Your copy of the material must match it exactly, except that pictures are dropped.

%%

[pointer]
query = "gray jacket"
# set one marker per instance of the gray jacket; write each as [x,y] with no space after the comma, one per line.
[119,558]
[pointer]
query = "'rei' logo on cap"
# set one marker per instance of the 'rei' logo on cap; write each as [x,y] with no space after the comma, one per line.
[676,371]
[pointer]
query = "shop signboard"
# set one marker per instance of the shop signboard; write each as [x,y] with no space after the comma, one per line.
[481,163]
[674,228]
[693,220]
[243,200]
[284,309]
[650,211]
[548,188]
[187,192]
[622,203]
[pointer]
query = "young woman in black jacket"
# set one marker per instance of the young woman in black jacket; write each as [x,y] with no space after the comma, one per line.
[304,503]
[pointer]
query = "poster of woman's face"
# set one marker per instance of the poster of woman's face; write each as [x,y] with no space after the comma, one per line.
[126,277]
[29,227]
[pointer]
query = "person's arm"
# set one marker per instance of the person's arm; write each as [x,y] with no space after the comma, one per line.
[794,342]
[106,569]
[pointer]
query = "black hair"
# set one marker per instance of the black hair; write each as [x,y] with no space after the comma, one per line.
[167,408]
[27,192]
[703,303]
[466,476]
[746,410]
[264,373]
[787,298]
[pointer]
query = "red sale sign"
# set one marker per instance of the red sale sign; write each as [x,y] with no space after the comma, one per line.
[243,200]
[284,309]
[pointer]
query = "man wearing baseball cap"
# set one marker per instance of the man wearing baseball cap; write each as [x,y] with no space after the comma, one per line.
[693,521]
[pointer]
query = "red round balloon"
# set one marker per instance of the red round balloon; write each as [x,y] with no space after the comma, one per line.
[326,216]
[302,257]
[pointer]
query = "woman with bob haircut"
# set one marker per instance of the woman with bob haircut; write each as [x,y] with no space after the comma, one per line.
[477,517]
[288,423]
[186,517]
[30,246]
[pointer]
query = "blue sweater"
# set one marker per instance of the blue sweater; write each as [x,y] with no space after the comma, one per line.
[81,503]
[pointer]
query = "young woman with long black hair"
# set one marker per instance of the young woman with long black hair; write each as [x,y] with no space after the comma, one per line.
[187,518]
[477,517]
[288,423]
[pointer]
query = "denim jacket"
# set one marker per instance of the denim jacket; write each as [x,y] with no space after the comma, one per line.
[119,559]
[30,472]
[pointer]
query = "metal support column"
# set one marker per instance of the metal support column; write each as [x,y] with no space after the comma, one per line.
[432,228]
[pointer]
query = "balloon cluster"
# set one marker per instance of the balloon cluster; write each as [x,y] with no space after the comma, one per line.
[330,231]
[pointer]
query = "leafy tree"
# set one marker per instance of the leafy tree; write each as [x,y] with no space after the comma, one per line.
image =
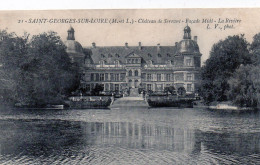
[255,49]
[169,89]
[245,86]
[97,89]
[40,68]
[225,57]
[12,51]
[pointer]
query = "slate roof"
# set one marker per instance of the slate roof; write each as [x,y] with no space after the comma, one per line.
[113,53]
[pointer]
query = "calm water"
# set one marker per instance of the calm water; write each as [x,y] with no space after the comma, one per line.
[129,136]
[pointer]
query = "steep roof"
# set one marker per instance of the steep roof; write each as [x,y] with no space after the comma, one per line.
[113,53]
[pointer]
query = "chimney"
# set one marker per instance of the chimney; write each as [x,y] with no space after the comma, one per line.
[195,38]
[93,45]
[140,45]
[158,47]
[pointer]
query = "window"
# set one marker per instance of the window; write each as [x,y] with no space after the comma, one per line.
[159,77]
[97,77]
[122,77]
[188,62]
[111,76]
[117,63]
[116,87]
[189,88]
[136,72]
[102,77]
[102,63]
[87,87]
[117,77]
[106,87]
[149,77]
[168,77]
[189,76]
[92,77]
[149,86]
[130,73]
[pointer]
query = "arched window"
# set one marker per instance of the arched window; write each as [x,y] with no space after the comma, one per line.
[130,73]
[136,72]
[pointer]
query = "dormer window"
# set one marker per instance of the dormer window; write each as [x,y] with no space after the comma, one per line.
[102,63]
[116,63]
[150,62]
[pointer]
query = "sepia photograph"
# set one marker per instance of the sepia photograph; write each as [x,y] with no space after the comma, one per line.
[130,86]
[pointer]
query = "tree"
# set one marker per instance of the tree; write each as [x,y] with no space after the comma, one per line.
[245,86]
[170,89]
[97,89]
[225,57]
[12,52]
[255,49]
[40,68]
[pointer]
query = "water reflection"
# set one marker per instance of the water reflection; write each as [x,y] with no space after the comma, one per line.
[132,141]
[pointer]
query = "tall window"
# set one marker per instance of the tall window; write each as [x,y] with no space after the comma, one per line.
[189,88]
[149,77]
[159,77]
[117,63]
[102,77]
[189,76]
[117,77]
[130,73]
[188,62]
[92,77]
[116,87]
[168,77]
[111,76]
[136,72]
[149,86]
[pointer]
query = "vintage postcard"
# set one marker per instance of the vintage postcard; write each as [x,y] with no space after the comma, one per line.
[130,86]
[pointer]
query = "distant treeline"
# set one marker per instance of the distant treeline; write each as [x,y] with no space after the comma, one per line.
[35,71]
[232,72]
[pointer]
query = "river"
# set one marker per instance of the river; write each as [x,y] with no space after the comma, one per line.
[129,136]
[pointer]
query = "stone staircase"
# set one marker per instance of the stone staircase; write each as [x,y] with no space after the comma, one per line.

%%

_SOLUTION FOR THIS TASK:_
[pointer]
query = "gray jacket"
# set one marker per instance of the gray jacket; write each as [x,y] with no space after the comma, one per line.
[119,558]
[pointer]
query = "'rei' logo on cap"
# set one marker per instance of the 'rei' logo on cap; write each as [x,y] with no space after the comma, one per line.
[676,371]
[pointer]
query = "shop signboard"
# set one marker per instance of the shop signboard; write each as [x,y] with no space after the comma, one per line.
[481,163]
[674,228]
[693,220]
[243,200]
[284,309]
[650,211]
[548,188]
[187,192]
[622,203]
[pointer]
query = "young woman in black jacket"
# set one marker per instance of the young woman in black jacket; write each as [x,y] with no space after the comma, one per line.
[304,503]
[pointer]
query = "poster of woman's face"
# set one marker per instance of the poster of woman's face; write each as [x,y] with no space after the comma, one per line.
[126,277]
[29,227]
[pointer]
query = "person's arm"
# set one marker per instance of the person's arm; write each as [x,y] with no space after the comma, one per line.
[794,342]
[106,569]
[pointer]
query = "black hair"
# set one marker per instance of the black hair; write each as [x,y] with no space after the comma, one per line.
[167,408]
[27,192]
[703,303]
[466,476]
[746,410]
[264,373]
[787,298]
[pointer]
query = "red sale sign"
# set one marker per instance of the red sale sign; write each as [x,y] with no space after the comma, one per line.
[243,200]
[284,309]
[pointer]
query = "man wearing baseball cap"
# set one marker per instance of the man wearing baseball cap; write each as [x,y] with no space after the comma, one per line.
[693,521]
[pointer]
query = "red round balloon"
# set one marker per instance of the red round balloon; write each as [x,y] with no space after the comma, one per line.
[326,216]
[302,257]
[pointer]
query = "woman with bob haircut"
# set one marker per instance of the woman with bob haircut; write each as [x,y] with no space after the comma, one per line.
[477,517]
[288,423]
[186,517]
[30,246]
[pointer]
query = "blue sweater"
# set one marker per instance of the blue sweater; write each as [x,y] with no space after the comma, one per line.
[81,503]
[pointer]
query = "young woman with long black hair"
# set one marker per instance of the young woman with long black hair; write each as [x,y] with no space after the comma, one per line.
[187,518]
[477,517]
[288,423]
[pointer]
query = "denim jacket"
# set one marker per instance of the denim jacket; write each as [x,y] with no space after the comma, one per line.
[119,559]
[30,472]
[pointer]
query = "metal support column"
# set one marker per instance of the metal support column; write each as [x,y] with no space after the comma, one per line.
[432,228]
[pointer]
query = "balloon cluster"
# set one marker per instance of the balloon cluster; write each as [x,y] with no space after the comma, one per line.
[330,231]
[pointer]
query = "leafy tree"
# set one marker per instance of the leafy tree; write each as [x,y] with no space after the comma, one per line.
image =
[255,49]
[169,89]
[245,86]
[97,89]
[40,68]
[225,57]
[12,51]
[pointer]
query = "slate roof"
# set one marker per instance of the slate roof; write each as [x,y] with no space after the comma, one per line.
[113,53]
[pointer]
query = "calm water"
# set one marker per instance of the calm water; write each as [x,y] with no space after the comma, one per line.
[129,136]
[pointer]
query = "steep roof"
# set one marker per instance of the steep roof; write each as [x,y] with no space after the comma, one per line.
[113,53]
[pointer]
query = "chimney"
# set one marker per instance of the chimney; write each as [x,y] with no space after the comma, one per line.
[195,38]
[93,45]
[140,45]
[158,47]
[pointer]
query = "window"
# set one marker per instance of the window; write each as [x,y] with no space after the comma, one per line.
[159,77]
[97,77]
[122,77]
[188,62]
[111,76]
[117,63]
[116,87]
[189,88]
[136,72]
[102,77]
[102,63]
[87,87]
[117,77]
[106,87]
[149,77]
[168,77]
[189,76]
[92,77]
[149,86]
[130,73]
[pointer]
query = "arched window"
# set one marker per instance of the arched window; write each as [x,y] with no space after the comma, one per line.
[130,73]
[136,72]
[pointer]
query = "dormer window"
# set one marker per instance of the dormer window; write each as [x,y] with no space after the comma, one per line.
[102,63]
[116,63]
[150,62]
[pointer]
query = "sepia photograph"
# set one marker per instance of the sepia photograph; write each as [x,y] with no space after the comma, one per line.
[130,86]
[pointer]
query = "tree"
# set one marker per instance of the tree; write each as [x,y] with no space after the comma, one per line.
[245,86]
[170,89]
[97,89]
[225,57]
[12,52]
[255,49]
[40,68]
[pointer]
query = "water reflection"
# set one marker per instance of the water reflection; write each as [x,y] with no space after the comma, one per line.
[132,141]
[pointer]
query = "tall window"
# set one marker per instance of the tall window; write each as [x,y] with no space after the comma, one per line.
[189,88]
[149,77]
[159,77]
[117,63]
[102,77]
[189,76]
[117,77]
[130,73]
[188,62]
[92,77]
[116,87]
[168,77]
[111,76]
[136,72]
[149,86]
[pointer]
query = "vintage postcard"
# set one marker per instance of the vintage postcard; write each as [x,y] with no space after the comma, one per line.
[130,86]
[pointer]
query = "distant treeline"
# set one marker per instance of the distant treeline; write each as [x,y] with no space after the comma, one per line.
[35,71]
[232,72]
[pointer]
query = "river"
# set one marker per instance of the river; write each as [x,y] with no space after the comma, one per line.
[129,136]
[pointer]
query = "stone staircase"
# set one marker per instance of the stone staircase; write each as [x,y] with no space after the comma, one per line.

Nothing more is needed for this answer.